▶ _WHAT YOU HAVE TO DO_:
Reproduce the records below exactly as they appear, omitting any pictures they contain.

*** Opening DATA SECTION ***

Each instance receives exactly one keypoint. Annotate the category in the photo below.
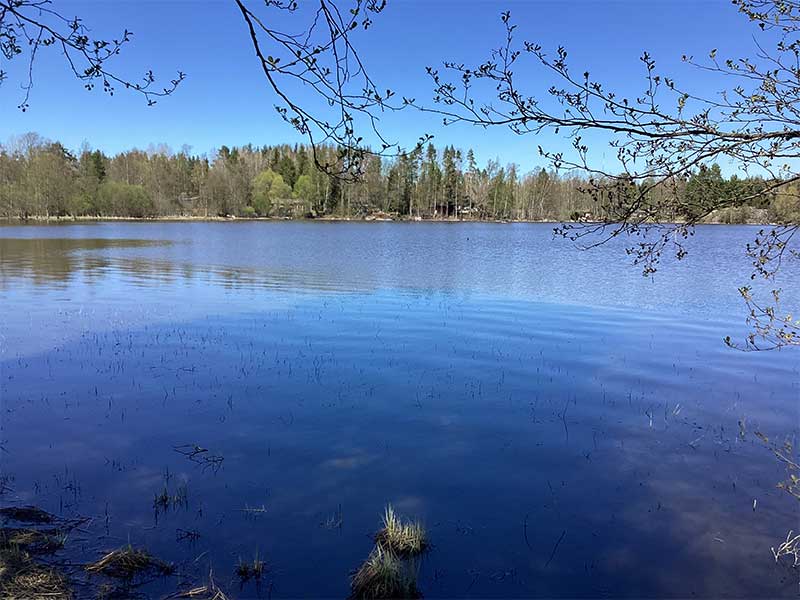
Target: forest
(40, 178)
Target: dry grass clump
(27, 514)
(790, 548)
(34, 583)
(384, 575)
(402, 538)
(127, 563)
(32, 540)
(22, 579)
(210, 591)
(250, 570)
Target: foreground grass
(403, 538)
(384, 575)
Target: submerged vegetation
(128, 563)
(254, 569)
(389, 571)
(23, 573)
(404, 538)
(384, 575)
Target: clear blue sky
(225, 100)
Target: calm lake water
(563, 426)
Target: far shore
(44, 220)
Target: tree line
(41, 178)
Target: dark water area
(563, 426)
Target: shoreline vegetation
(42, 179)
(713, 219)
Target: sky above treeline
(225, 99)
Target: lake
(562, 426)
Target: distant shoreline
(40, 220)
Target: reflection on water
(559, 436)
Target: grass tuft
(402, 538)
(26, 514)
(250, 570)
(383, 575)
(127, 563)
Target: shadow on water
(538, 467)
(550, 449)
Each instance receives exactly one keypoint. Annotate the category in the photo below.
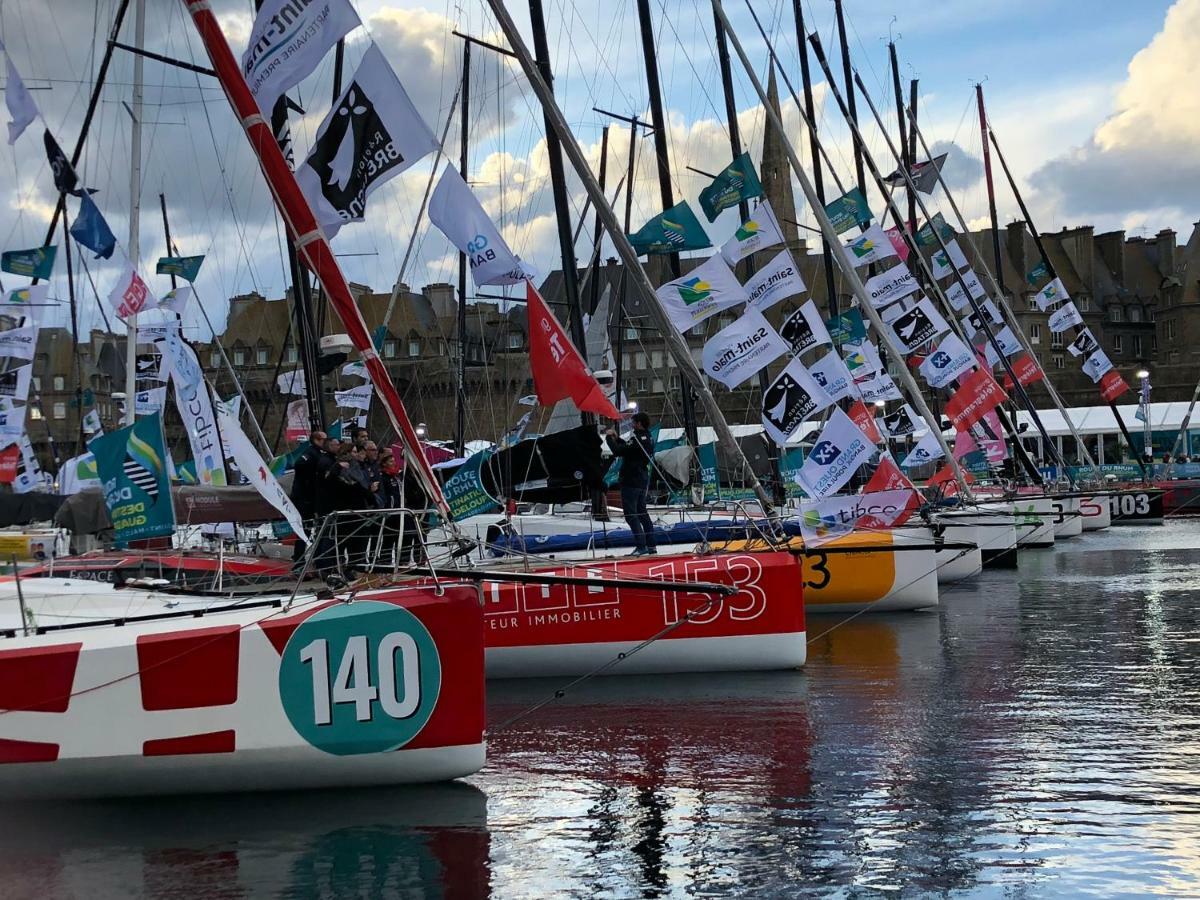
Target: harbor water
(1035, 736)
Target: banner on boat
(371, 135)
(130, 463)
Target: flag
(1049, 295)
(804, 329)
(558, 369)
(703, 292)
(22, 108)
(288, 41)
(671, 232)
(459, 215)
(372, 133)
(186, 268)
(759, 232)
(738, 181)
(840, 450)
(1065, 317)
(870, 246)
(91, 231)
(775, 281)
(792, 397)
(742, 349)
(36, 263)
(849, 210)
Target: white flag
(459, 215)
(288, 41)
(1065, 317)
(19, 101)
(948, 361)
(742, 349)
(891, 286)
(775, 281)
(703, 292)
(371, 135)
(927, 450)
(251, 465)
(840, 450)
(792, 397)
(870, 246)
(759, 232)
(1049, 295)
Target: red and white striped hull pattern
(232, 701)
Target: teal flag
(465, 491)
(671, 232)
(186, 268)
(847, 328)
(35, 263)
(849, 210)
(737, 183)
(131, 463)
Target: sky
(1092, 103)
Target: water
(1035, 736)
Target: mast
(673, 340)
(311, 243)
(666, 195)
(131, 322)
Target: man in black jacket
(636, 456)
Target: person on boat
(636, 455)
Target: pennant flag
(459, 215)
(22, 108)
(371, 135)
(186, 268)
(792, 397)
(91, 231)
(952, 359)
(804, 329)
(1049, 295)
(775, 281)
(849, 210)
(927, 450)
(870, 246)
(847, 328)
(703, 292)
(671, 232)
(759, 232)
(288, 41)
(1065, 317)
(36, 263)
(738, 181)
(840, 450)
(558, 369)
(742, 349)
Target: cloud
(1141, 157)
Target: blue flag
(91, 231)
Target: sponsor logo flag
(775, 281)
(287, 42)
(840, 450)
(742, 349)
(671, 232)
(703, 292)
(738, 181)
(371, 135)
(790, 400)
(35, 263)
(459, 215)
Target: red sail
(558, 370)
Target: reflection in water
(1036, 735)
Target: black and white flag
(371, 135)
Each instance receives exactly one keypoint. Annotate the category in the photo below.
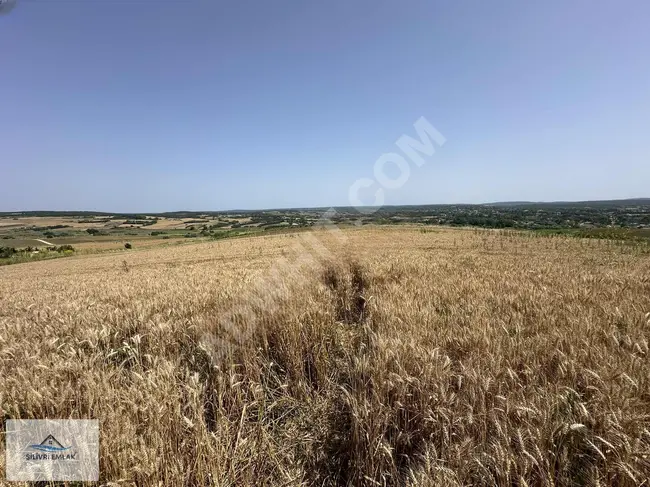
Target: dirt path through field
(43, 241)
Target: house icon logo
(7, 6)
(50, 445)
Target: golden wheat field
(393, 356)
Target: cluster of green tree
(8, 252)
(48, 227)
(143, 223)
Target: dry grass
(406, 358)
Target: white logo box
(52, 449)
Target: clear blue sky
(144, 105)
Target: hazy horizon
(199, 106)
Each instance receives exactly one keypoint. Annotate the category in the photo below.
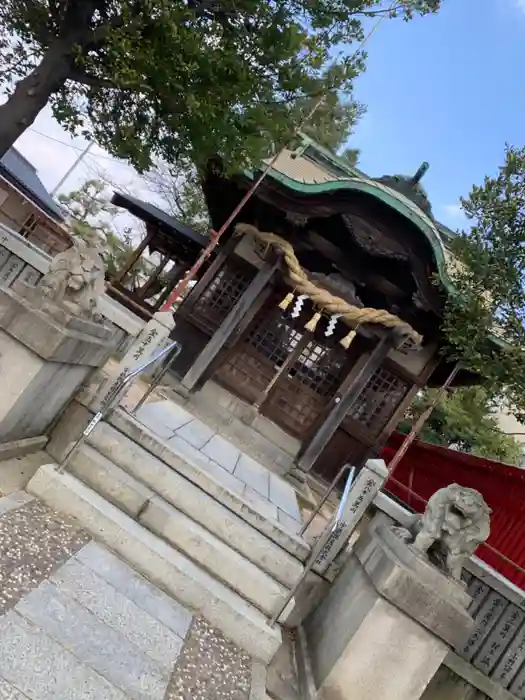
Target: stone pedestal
(386, 625)
(46, 353)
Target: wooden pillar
(345, 399)
(175, 274)
(141, 293)
(243, 308)
(283, 369)
(237, 337)
(210, 273)
(134, 256)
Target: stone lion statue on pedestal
(75, 279)
(456, 520)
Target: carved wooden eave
(363, 232)
(374, 236)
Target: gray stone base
(386, 624)
(82, 624)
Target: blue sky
(448, 89)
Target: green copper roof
(397, 201)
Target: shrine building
(267, 331)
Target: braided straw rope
(352, 315)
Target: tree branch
(79, 76)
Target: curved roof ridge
(396, 200)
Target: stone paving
(266, 492)
(77, 623)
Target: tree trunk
(33, 92)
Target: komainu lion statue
(456, 520)
(75, 279)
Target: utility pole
(68, 173)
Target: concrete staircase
(171, 520)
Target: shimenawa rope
(352, 315)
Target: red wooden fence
(426, 468)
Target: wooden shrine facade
(340, 403)
(176, 245)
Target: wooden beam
(344, 400)
(243, 307)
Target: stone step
(172, 571)
(189, 537)
(198, 504)
(188, 466)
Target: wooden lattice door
(301, 394)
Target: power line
(76, 148)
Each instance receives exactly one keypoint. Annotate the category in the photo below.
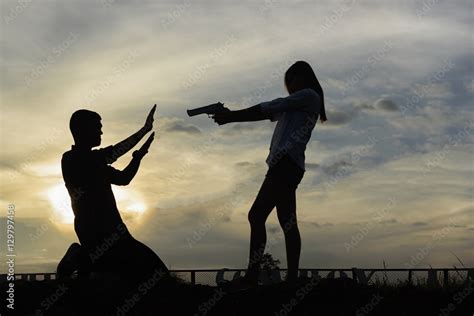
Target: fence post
(193, 277)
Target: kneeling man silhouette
(106, 245)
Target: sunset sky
(390, 173)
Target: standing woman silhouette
(296, 117)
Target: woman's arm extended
(250, 114)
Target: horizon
(388, 176)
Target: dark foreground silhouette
(106, 246)
(167, 296)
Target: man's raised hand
(149, 120)
(144, 149)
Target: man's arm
(125, 145)
(125, 176)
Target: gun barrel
(205, 109)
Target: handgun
(208, 109)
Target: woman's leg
(258, 214)
(286, 211)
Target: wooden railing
(434, 276)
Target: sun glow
(59, 199)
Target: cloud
(338, 117)
(386, 105)
(179, 126)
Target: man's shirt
(296, 115)
(88, 178)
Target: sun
(59, 199)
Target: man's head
(86, 128)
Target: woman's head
(300, 76)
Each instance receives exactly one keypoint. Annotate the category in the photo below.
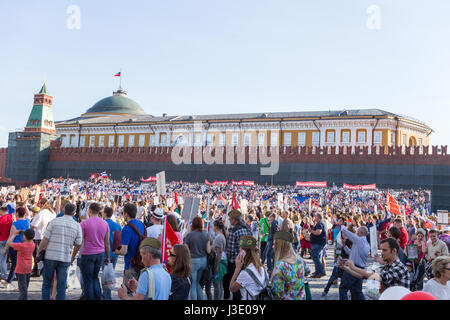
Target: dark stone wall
(435, 178)
(27, 157)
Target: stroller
(423, 269)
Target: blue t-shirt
(322, 238)
(113, 226)
(61, 214)
(163, 283)
(11, 208)
(22, 224)
(131, 239)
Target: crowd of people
(243, 242)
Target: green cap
(150, 242)
(284, 235)
(234, 214)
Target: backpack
(267, 291)
(136, 260)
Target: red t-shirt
(384, 227)
(403, 240)
(5, 226)
(24, 257)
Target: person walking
(24, 261)
(318, 242)
(21, 224)
(95, 245)
(44, 214)
(249, 272)
(236, 232)
(269, 253)
(221, 263)
(290, 271)
(154, 282)
(130, 239)
(5, 228)
(62, 237)
(439, 286)
(199, 246)
(113, 226)
(358, 255)
(180, 263)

*** Closing DATA SECTION ***

▶ _THE ANSWER_:
Each instance receives exactly one keypoint. Annotate the category in the photo below.
Target: forest
(40, 178)
Target: dry grass clump
(27, 514)
(790, 548)
(34, 583)
(384, 575)
(402, 538)
(127, 563)
(32, 540)
(22, 579)
(210, 591)
(250, 570)
Target: foreground grass
(403, 538)
(384, 575)
Target: submerged vegetation
(128, 563)
(254, 569)
(389, 571)
(23, 573)
(404, 538)
(384, 575)
Target: clear blue sky
(225, 100)
Target: calm lake water
(563, 426)
Target: far shore
(44, 220)
Target: tree line
(41, 178)
Target: dark water area
(563, 426)
Target: shoreline vegetation
(42, 179)
(713, 219)
Target: sky above treeline
(225, 99)
Target: lake
(562, 426)
Target: distant shoreline
(40, 220)
Target: reflection on water
(559, 436)
Target: grass tuft
(402, 538)
(26, 514)
(250, 570)
(383, 575)
(127, 563)
Target: shadow on water
(538, 467)
(550, 449)
Each instance receives exactly one keypoint. Annotate the category in the photo below.
Target: harbor water
(1035, 736)
Target: banner on boat
(371, 135)
(130, 463)
Target: flag
(1049, 295)
(804, 329)
(558, 369)
(703, 292)
(22, 108)
(288, 41)
(671, 232)
(459, 215)
(372, 133)
(186, 268)
(759, 232)
(738, 181)
(840, 450)
(1065, 317)
(870, 246)
(91, 231)
(775, 281)
(792, 397)
(742, 349)
(36, 263)
(849, 210)
Target: white flag
(459, 215)
(288, 41)
(1065, 317)
(19, 101)
(948, 361)
(742, 349)
(891, 286)
(775, 281)
(703, 292)
(371, 135)
(927, 450)
(251, 465)
(840, 450)
(792, 397)
(870, 246)
(759, 232)
(1049, 295)
Target: red and white striped hull pattern
(232, 701)
Target: teal flag
(465, 491)
(671, 232)
(186, 268)
(847, 328)
(35, 263)
(849, 210)
(737, 183)
(131, 463)
Target: sky
(1092, 103)
Target: water
(1035, 736)
Target: mast
(673, 340)
(311, 243)
(666, 195)
(131, 322)
Target: man in black jacket
(636, 456)
Target: person on boat
(636, 455)
Target: pennant flag
(459, 215)
(22, 108)
(371, 135)
(186, 268)
(792, 397)
(91, 231)
(952, 359)
(804, 329)
(1049, 295)
(775, 281)
(849, 210)
(927, 450)
(870, 246)
(847, 328)
(703, 292)
(671, 232)
(759, 232)
(288, 41)
(1065, 317)
(36, 263)
(738, 181)
(840, 450)
(558, 369)
(742, 349)
Target: cloud
(1141, 157)
Target: blue flag
(91, 231)
Target: sponsor logo flag
(775, 281)
(287, 42)
(840, 450)
(742, 349)
(671, 232)
(703, 292)
(738, 181)
(371, 135)
(790, 400)
(35, 263)
(459, 215)
Target: red sail
(558, 370)
Target: reflection in water
(1036, 735)
Target: black and white flag
(371, 135)
Each instance receives exactly one keypoint. Annotate the category in the photo below.
Target: dirt path through field
(43, 241)
Target: house icon logo
(7, 6)
(50, 445)
Target: golden wheat field
(393, 356)
Target: cluster of green tree
(8, 252)
(48, 227)
(143, 223)
Target: dry grass
(406, 358)
Target: white logo box
(52, 449)
Target: clear blue sky
(144, 105)
Target: hazy horizon
(199, 106)
Each instance receives exactly one keypoint. Annotate the category in the photo below.
Target: stone pedestal
(386, 625)
(46, 353)
Target: wooden pillar
(345, 399)
(175, 274)
(141, 293)
(243, 308)
(283, 369)
(237, 337)
(210, 273)
(134, 256)
Target: stone lion statue on pedestal
(75, 279)
(456, 520)
Target: carved wooden eave
(363, 232)
(374, 236)
Target: gray stone base
(386, 624)
(82, 624)
Target: blue sky
(448, 89)
Target: green copper roof
(397, 201)
Target: shrine building
(267, 331)
Target: braided straw rope
(352, 315)
Target: tree branch
(79, 76)
Target: curved roof ridge
(396, 200)
Target: stone paving
(266, 492)
(77, 623)
Target: tree trunk
(33, 92)
Target: komainu lion statue
(456, 520)
(75, 279)
Target: utility pole
(68, 173)
Target: concrete staircase
(171, 520)
Target: shimenawa rope
(352, 315)
Target: red wooden fence
(426, 468)
Target: wooden shrine facade
(340, 403)
(176, 245)
Target: wooden beam
(344, 400)
(243, 307)
Target: stone step
(172, 571)
(189, 537)
(198, 504)
(188, 466)
Target: wooden lattice door
(301, 394)
Target: power line
(76, 148)
Each instance receives exactly one keypoint. Annotate the category in the photo below.
Target: fence post
(193, 277)
Target: kneeling man silhouette
(106, 245)
Target: sunset sky
(390, 173)
Target: standing woman silhouette
(296, 117)
Target: woman's arm extended
(250, 114)
Target: horizon
(388, 176)
Target: dark foreground silhouette
(106, 246)
(167, 296)
Target: man's raised hand
(149, 120)
(144, 149)
Target: man's arm
(125, 145)
(125, 176)
Target: gun barrel
(205, 109)
Target: handgun
(208, 109)
Target: woman's leg
(258, 214)
(286, 211)
Target: wooden railing
(434, 276)
Target: sun glow
(59, 199)
Target: cloud
(338, 117)
(386, 105)
(179, 126)
Target: man's shirt
(296, 115)
(88, 178)
Target: sun
(59, 199)
Target: man's head
(86, 128)
Target: woman's head
(300, 76)
Each instance receives exactly one keypoint. Annotate the category in the photo below.
Target: dark stone wall
(435, 178)
(27, 157)
Target: stroller
(423, 269)
Target: blue t-shirt
(322, 238)
(113, 226)
(61, 214)
(163, 283)
(11, 208)
(22, 224)
(131, 239)
Target: crowd of people
(243, 242)
Target: green cap
(150, 242)
(284, 235)
(234, 214)
Target: backpack
(267, 291)
(136, 260)
Target: red t-shirt
(384, 227)
(403, 240)
(5, 226)
(24, 257)
Target: person walking
(24, 261)
(318, 242)
(21, 224)
(95, 245)
(44, 214)
(249, 272)
(236, 232)
(269, 253)
(221, 263)
(290, 271)
(154, 282)
(130, 239)
(5, 228)
(62, 237)
(439, 286)
(199, 246)
(113, 226)
(358, 255)
(180, 263)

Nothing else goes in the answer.